Begin with the line containing "the person with" and copy each line exactly through the last line of the entries, inclusive.

begin INPUT DATA

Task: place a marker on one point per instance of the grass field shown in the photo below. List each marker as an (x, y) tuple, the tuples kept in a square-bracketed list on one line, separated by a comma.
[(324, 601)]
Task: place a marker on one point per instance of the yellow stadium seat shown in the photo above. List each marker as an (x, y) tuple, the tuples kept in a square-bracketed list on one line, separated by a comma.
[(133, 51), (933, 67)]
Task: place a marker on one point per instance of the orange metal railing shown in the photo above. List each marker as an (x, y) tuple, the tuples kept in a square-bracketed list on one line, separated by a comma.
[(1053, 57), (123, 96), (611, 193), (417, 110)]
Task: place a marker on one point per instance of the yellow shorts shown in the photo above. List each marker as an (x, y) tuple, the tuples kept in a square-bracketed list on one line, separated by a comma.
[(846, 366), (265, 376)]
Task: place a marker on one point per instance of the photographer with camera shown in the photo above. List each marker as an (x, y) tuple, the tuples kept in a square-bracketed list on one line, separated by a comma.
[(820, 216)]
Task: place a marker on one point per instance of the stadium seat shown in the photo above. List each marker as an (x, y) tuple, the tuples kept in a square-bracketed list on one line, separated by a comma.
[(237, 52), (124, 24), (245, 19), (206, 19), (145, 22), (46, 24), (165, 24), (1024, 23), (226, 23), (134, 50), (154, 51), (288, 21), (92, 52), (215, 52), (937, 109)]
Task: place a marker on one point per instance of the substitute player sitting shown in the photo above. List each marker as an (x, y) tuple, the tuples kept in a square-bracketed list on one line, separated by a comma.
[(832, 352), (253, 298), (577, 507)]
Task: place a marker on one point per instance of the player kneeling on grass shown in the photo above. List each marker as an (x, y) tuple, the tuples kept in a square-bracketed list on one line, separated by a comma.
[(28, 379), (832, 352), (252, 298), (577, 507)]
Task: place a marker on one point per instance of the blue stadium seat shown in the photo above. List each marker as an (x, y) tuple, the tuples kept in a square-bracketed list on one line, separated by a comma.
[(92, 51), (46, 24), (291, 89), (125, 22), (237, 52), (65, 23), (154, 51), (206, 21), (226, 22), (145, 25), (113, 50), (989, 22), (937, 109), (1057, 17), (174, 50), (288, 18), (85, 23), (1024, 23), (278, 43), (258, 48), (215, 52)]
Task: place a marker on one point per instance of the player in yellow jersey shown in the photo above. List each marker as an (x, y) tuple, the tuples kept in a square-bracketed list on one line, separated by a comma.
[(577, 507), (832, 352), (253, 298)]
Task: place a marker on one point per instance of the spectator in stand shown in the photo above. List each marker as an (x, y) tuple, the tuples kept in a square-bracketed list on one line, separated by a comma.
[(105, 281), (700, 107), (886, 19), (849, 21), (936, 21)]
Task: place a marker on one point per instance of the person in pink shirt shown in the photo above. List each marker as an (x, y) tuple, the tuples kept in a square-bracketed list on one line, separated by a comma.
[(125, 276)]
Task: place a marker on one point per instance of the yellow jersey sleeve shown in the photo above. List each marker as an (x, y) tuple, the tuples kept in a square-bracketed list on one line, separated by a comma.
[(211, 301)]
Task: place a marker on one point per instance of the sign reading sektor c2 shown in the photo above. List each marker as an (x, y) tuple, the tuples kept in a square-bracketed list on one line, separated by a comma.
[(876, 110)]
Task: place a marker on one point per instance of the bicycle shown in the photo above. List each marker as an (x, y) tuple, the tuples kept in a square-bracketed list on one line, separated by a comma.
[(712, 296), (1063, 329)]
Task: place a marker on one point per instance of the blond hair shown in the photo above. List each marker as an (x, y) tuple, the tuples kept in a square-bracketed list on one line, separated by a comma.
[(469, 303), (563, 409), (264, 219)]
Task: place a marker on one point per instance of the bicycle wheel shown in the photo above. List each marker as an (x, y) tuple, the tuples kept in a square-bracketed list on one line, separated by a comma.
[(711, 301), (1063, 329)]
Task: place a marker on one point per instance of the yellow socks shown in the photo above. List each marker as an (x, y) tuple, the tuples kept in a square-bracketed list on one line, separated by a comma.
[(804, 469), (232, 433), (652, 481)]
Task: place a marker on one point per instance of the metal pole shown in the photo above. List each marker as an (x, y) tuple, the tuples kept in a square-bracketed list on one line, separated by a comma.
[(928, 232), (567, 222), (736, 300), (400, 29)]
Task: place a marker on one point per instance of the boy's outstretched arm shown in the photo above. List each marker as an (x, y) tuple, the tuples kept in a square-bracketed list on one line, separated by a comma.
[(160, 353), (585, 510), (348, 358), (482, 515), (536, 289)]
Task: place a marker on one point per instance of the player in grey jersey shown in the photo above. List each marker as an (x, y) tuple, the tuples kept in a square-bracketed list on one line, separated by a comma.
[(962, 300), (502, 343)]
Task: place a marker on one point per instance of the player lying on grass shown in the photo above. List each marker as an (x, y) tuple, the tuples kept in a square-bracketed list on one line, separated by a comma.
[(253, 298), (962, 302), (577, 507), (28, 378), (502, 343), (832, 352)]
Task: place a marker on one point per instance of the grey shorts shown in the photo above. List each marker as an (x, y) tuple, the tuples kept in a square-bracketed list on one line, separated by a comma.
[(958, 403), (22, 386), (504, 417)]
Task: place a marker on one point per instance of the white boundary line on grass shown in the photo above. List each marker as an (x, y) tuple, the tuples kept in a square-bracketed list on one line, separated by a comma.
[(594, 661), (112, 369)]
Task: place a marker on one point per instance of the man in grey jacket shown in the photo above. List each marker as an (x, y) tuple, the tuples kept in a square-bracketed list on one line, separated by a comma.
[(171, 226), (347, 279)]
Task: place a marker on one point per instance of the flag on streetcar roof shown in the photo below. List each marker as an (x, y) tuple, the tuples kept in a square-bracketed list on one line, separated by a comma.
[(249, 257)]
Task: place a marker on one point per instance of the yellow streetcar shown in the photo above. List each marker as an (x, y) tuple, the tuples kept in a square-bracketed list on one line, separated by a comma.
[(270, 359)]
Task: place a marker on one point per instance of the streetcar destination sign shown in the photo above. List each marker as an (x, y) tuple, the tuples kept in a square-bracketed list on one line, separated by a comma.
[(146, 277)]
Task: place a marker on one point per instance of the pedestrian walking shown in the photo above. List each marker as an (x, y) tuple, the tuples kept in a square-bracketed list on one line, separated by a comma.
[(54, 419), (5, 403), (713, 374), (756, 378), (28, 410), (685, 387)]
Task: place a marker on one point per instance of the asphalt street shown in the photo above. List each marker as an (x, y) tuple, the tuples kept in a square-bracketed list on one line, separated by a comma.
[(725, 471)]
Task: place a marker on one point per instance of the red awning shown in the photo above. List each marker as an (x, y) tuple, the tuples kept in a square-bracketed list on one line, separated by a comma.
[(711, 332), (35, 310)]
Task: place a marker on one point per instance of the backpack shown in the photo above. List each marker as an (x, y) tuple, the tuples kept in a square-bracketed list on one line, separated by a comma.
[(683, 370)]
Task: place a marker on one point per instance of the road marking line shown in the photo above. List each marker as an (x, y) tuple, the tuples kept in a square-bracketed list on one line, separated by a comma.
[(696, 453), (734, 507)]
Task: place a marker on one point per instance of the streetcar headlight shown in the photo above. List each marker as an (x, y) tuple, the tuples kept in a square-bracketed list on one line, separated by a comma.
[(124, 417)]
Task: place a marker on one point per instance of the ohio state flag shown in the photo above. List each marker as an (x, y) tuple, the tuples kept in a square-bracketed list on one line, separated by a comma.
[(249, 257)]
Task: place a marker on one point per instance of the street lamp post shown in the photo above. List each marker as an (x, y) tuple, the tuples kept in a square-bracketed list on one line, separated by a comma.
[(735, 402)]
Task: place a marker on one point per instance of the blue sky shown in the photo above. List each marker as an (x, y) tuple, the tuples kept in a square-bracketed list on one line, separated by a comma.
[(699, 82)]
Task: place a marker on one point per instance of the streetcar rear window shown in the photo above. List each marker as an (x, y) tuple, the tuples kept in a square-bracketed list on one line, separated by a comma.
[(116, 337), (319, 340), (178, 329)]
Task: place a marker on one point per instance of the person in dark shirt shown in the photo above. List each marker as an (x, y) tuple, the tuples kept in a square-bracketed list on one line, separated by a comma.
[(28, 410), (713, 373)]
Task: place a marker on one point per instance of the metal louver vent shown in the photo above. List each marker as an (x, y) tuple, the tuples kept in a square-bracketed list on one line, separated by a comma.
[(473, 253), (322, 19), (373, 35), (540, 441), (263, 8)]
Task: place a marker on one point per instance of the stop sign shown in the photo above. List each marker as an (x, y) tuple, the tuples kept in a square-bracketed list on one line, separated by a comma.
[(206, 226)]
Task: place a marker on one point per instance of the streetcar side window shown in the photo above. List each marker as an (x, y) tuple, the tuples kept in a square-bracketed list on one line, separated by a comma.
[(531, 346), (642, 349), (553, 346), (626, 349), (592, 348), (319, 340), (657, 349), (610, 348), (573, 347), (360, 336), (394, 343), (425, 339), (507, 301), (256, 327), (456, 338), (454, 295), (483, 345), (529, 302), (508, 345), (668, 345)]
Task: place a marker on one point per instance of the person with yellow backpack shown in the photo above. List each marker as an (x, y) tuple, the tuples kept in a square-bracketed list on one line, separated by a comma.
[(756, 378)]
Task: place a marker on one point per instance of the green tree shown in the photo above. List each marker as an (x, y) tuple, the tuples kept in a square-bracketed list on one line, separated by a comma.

end INPUT DATA

- ANSWER BELOW:
Task: place a marker on one point per instance of the person with yellow backpack shown in the photo above. List each marker as an (x, y) tuple, the tuples kept in a square-bracketed list on one line, separated by a comma.
[(756, 378)]
Task: place a marker on one point per instance of the green tree shown in the photo above. List each marker as an (x, y) tuple, the tuples kept in a square-bracketed list on one line, separated by a comma.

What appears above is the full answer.